## [Instructions to follow]
Please pull every line from the records below, verbatim, and leave the pictures out of your answer.
[[ Available records open ]]
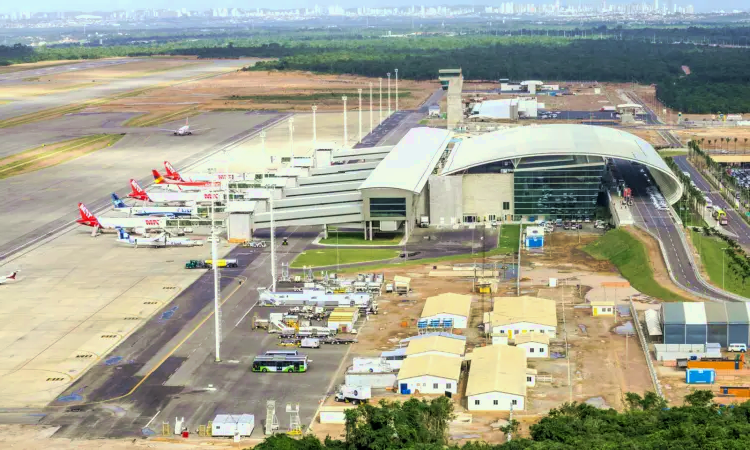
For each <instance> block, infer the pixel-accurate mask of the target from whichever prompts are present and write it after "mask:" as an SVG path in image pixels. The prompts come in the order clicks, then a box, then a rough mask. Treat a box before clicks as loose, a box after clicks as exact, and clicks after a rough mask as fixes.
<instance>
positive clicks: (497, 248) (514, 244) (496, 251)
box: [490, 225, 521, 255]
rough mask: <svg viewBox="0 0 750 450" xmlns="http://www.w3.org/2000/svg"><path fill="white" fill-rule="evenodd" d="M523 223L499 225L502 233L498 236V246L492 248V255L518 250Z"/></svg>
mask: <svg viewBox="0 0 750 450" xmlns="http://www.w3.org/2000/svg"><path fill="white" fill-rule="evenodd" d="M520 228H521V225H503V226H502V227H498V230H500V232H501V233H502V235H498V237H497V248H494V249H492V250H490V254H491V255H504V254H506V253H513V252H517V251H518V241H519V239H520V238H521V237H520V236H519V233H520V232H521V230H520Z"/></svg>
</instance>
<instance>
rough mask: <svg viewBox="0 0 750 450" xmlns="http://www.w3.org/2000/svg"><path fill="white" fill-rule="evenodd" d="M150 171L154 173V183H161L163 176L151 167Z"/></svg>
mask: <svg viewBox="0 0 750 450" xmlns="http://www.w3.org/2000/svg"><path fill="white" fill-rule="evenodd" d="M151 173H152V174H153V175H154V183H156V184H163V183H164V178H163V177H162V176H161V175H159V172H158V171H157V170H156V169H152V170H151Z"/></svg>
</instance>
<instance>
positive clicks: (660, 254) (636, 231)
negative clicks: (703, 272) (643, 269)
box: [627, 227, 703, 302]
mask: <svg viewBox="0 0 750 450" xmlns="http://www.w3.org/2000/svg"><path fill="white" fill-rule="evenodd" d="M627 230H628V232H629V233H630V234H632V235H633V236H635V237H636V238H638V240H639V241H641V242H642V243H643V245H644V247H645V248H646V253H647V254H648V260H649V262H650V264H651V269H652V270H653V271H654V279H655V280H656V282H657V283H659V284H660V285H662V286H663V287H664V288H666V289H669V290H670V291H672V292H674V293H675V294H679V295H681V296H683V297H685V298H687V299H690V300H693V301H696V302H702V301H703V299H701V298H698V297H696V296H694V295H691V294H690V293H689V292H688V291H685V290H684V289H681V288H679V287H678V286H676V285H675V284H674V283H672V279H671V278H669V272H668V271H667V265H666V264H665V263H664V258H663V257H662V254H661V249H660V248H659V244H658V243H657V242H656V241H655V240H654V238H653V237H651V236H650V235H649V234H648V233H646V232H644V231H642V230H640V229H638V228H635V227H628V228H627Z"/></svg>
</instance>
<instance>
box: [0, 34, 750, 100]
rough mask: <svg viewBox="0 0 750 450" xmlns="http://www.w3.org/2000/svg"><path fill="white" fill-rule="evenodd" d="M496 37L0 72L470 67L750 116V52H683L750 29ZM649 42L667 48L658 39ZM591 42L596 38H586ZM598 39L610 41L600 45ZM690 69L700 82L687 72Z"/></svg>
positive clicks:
[[ Available records closed ]]
## [Finished exercise]
For each <instance> block, infer the pixel-accurate mask of the target from whichever prompts are present and write it after "mask:" as an SVG path in image pixels. The prompts come in the order clicks, then a box, then a rough mask. Treat a box before clicks as loose, a box after clicks as exact, and clicks after a rough mask as fixes.
<instance>
positive clicks: (497, 248) (514, 244) (496, 251)
box: [490, 225, 521, 255]
rough mask: <svg viewBox="0 0 750 450" xmlns="http://www.w3.org/2000/svg"><path fill="white" fill-rule="evenodd" d="M523 223L499 225L502 233L498 236V246L492 248V255L518 250Z"/></svg>
mask: <svg viewBox="0 0 750 450" xmlns="http://www.w3.org/2000/svg"><path fill="white" fill-rule="evenodd" d="M520 228H521V225H503V226H502V227H498V230H500V232H501V233H502V235H498V237H497V248H494V249H492V250H490V254H491V255H504V254H506V253H513V252H517V251H518V241H519V239H520V238H521V237H520V236H519V233H520V232H521V230H520Z"/></svg>
</instance>
<instance>
rough mask: <svg viewBox="0 0 750 450" xmlns="http://www.w3.org/2000/svg"><path fill="white" fill-rule="evenodd" d="M150 171L154 173V183H161L163 176L151 167Z"/></svg>
mask: <svg viewBox="0 0 750 450" xmlns="http://www.w3.org/2000/svg"><path fill="white" fill-rule="evenodd" d="M151 173H152V174H153V175H154V183H156V184H163V183H164V178H163V177H162V176H161V175H159V172H158V171H157V170H156V169H152V170H151Z"/></svg>
</instance>
<instance>
positive clicks: (660, 254) (636, 231)
negative clicks: (703, 272) (643, 269)
box: [627, 227, 703, 302]
mask: <svg viewBox="0 0 750 450" xmlns="http://www.w3.org/2000/svg"><path fill="white" fill-rule="evenodd" d="M627 230H628V232H629V233H630V234H632V235H633V236H635V237H636V238H638V240H639V241H641V242H642V243H643V245H644V247H645V248H646V253H647V254H648V260H649V262H650V264H651V269H652V270H653V271H654V279H655V280H656V282H657V283H659V284H660V285H662V286H663V287H664V288H666V289H669V290H670V291H672V292H674V293H675V294H679V295H681V296H683V297H685V298H687V299H690V300H693V301H696V302H702V301H703V299H701V298H698V297H696V296H694V295H691V294H690V293H689V292H688V291H685V290H684V289H681V288H679V287H678V286H676V285H675V284H674V283H672V279H671V278H669V272H668V271H667V265H666V264H665V263H664V258H663V257H662V254H661V249H660V248H659V244H658V243H657V242H656V241H655V240H654V238H653V237H651V236H650V235H649V234H648V233H646V232H644V231H642V230H640V229H638V228H635V227H628V228H627Z"/></svg>
</instance>
<instance>
box: [0, 34, 750, 100]
rough mask: <svg viewBox="0 0 750 450" xmlns="http://www.w3.org/2000/svg"><path fill="white" fill-rule="evenodd" d="M496 37L0 72L470 67L750 116V52H683L750 29ZM649 42L667 48L658 39ZM591 42L596 38H586ZM598 39L610 41L600 45ZM690 69L700 82L687 72Z"/></svg>
positive clicks:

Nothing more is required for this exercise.